**DOCUMENT EXCERPT**:
┄┄┄┄┄┄

DP radar observations have provided unique information for identifying hail occurrence because of their inclusion of measurements that represent hydrometeor shape, such as differential radar reflectivity ZDR. For S-band observations, large and approximately spherical hail is typically characterized by ZH ≥ 45 dBZ and ZDR ≈ 0 dB, whereas large raindrops are often characterized by similar ZH and ZDR ≥ 2 dB (e.g., Heinselman and Ryzhkov 2006). There have been a number of approaches used to leverage these scattering characteristics for hail identification. One approach has led to the creation of the so-called hail differential reflectivity (HDR; Aydin et al. 1986; Depue et al. 2007), which uses DP observations to identify deviations from the expected relationship between ZH and ZDR for rain. Another approach has been to use fuzzy logic to determine the most likely hydrometeor type based on its scattering characteristics using multiple DP radar variables (e.g., Vivekanandan et al. 1999; Straka et al. 2000; Heinselman and Ryzhkov 2006; Elmore 2011; Mahale et al. 2014). This technique is commonly referred to as a hydrometeor classification algorithm (HCA). Park et al. (2009) outline the operational HCA used in the NEXRAD network, which features a rain–hail mixture classification as its largest size hydrometeor category. A recent improvement to this operational HCA has been made to distinguish between three hail size categories, which was shown to outperform the current operational SP hail detection algorithm (referred to as the hail size discrimination algorithm; Ryzhkov et al. 2013; Ortega et al. 2016).

┄┄┄┄┄┄

**STATED GOAL 1**: Filter the entries: which lines contain the string "twig"? Copy each such line in full, treating uppercase and lowercase as different.

**EXERCISE INPUTS**:
┄┄┄┄┄┄

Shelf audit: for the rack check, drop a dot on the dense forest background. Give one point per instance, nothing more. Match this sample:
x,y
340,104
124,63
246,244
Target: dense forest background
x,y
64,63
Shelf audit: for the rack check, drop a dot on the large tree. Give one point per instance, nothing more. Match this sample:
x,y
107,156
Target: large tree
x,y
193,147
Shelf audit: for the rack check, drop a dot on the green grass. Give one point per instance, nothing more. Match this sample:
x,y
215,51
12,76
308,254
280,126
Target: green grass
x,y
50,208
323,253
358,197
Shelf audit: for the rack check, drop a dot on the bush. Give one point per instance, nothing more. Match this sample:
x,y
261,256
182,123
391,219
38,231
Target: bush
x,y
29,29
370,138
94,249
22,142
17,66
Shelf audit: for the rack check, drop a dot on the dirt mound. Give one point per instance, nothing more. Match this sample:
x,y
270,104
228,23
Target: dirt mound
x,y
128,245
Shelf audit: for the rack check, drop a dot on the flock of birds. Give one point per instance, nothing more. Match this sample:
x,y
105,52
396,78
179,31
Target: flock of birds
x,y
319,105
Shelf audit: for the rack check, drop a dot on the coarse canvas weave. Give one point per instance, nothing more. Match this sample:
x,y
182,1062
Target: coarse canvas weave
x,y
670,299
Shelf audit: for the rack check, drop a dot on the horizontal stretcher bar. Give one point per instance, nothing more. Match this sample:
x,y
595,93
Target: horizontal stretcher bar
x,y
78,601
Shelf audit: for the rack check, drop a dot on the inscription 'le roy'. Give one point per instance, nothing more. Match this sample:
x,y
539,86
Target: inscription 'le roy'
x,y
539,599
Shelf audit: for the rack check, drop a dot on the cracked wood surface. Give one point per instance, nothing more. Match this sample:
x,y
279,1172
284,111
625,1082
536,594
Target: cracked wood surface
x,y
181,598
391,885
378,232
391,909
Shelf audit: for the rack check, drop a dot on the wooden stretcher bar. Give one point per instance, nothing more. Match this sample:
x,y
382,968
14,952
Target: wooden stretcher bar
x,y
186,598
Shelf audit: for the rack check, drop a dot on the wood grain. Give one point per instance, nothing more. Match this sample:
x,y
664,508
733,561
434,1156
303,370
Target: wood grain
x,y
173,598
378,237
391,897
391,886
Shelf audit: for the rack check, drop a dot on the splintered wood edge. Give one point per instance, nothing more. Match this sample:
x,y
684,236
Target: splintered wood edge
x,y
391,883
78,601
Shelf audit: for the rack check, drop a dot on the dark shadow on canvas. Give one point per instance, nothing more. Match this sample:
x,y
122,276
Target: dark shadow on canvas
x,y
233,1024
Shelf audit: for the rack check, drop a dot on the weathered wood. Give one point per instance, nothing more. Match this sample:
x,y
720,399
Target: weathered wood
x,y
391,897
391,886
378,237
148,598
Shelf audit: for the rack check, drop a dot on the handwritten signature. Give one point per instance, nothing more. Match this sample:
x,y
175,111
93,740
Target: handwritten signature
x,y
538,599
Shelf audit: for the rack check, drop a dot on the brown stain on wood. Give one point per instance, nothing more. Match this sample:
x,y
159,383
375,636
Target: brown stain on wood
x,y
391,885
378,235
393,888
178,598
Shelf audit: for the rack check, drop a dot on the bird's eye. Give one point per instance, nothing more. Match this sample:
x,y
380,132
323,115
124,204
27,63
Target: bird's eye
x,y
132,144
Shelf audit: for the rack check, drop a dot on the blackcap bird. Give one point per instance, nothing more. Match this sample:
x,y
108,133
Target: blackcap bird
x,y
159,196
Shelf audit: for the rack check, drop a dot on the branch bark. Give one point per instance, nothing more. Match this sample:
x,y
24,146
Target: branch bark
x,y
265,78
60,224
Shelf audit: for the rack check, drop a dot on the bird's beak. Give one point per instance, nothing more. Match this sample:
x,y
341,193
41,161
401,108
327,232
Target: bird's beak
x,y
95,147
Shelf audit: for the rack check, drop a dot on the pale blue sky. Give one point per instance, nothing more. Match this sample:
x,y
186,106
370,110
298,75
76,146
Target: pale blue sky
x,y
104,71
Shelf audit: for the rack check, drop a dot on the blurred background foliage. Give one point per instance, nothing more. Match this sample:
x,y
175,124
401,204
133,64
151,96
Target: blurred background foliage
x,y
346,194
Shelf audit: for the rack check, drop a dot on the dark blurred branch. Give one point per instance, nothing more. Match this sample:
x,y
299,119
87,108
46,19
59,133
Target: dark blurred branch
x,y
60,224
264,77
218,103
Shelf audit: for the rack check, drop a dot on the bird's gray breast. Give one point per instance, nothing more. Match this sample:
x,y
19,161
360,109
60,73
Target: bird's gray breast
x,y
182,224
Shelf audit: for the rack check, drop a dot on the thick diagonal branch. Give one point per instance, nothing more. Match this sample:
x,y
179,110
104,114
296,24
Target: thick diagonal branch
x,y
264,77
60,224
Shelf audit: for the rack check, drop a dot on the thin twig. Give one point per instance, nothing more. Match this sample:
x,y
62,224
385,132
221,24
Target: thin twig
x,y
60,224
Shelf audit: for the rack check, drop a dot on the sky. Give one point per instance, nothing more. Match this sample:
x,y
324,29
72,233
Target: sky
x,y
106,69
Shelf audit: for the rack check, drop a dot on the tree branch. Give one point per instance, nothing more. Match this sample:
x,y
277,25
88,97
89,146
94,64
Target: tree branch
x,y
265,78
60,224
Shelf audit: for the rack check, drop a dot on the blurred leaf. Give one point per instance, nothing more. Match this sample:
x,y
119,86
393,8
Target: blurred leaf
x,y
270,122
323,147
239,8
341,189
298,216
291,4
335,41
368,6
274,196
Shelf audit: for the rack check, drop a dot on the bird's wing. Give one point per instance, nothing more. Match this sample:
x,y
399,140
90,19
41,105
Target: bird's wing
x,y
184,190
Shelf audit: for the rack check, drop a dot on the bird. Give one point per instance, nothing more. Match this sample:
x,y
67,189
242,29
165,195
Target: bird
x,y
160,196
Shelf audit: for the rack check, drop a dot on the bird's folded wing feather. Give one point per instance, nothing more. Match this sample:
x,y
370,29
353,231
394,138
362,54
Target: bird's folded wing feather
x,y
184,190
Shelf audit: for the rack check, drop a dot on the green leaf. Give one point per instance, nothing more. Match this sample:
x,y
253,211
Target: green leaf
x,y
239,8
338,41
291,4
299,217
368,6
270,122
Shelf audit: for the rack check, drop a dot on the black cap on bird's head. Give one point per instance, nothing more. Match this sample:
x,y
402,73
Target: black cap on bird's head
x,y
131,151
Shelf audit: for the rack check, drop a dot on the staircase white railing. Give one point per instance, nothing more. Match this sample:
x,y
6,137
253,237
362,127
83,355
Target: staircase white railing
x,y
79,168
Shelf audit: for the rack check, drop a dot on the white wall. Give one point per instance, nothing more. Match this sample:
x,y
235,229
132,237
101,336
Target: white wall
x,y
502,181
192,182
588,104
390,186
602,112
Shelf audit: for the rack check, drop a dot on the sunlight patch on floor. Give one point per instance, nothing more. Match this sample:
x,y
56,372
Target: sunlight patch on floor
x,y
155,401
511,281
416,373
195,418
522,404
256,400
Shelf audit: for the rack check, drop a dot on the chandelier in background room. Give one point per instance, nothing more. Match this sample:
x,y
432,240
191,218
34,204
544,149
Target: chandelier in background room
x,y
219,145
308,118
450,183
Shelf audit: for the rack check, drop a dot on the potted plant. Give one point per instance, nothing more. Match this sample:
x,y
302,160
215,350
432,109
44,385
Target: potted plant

┄┄┄┄┄┄

**STATED GOAL 2**: In the passage on radar hail detection, what is the largest size hydrometeor category in the operational HCA used in the NEXRAD network?

**EXPECTED OUTPUT 1**:
Shelf audit: for the rack check, drop a dot on the thin twig. Give one point per instance, nothing more. Match this sample:
Target: thin twig

**EXPECTED OUTPUT 2**: A rain–hail mixture classification.